Selecciona en las entradas todas las líneas que contengan la palabra "wing" y cópialas.

=== DATOS DE LA TAREA ===

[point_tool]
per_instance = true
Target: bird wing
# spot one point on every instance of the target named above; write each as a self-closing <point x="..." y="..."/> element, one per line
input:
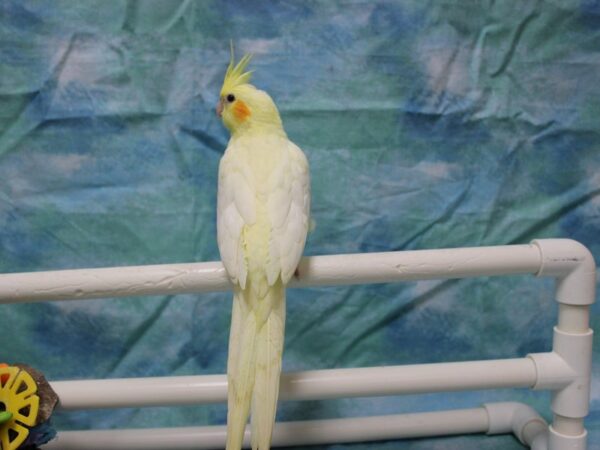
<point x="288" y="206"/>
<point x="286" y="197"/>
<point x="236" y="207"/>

===
=== DATOS DE LA TAREA ===

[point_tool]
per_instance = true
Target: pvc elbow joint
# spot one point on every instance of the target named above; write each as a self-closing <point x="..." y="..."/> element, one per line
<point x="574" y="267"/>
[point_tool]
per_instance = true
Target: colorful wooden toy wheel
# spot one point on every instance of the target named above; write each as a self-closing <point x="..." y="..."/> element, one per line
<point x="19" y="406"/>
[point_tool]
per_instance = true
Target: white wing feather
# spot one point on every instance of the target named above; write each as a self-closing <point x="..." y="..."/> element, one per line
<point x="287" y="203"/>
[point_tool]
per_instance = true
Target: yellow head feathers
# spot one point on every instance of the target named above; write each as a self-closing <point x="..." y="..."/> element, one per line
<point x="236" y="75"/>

===
=== DATOS DE LA TAREA ===

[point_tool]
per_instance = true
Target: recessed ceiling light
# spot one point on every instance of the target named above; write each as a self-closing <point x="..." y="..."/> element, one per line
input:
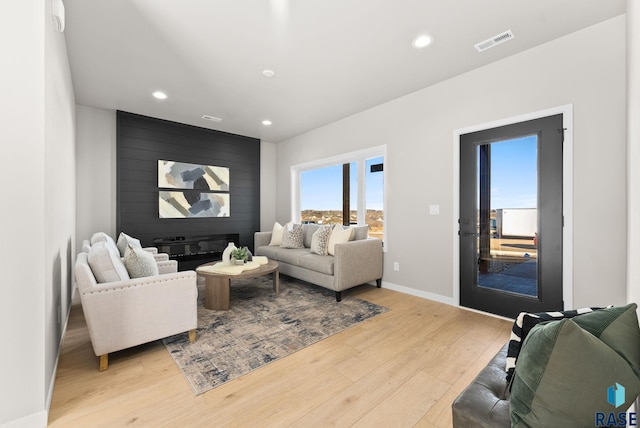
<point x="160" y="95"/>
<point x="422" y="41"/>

===

# [RESULTADO DEL EJERCICIO]
Target: bird wing
Target: white wing feather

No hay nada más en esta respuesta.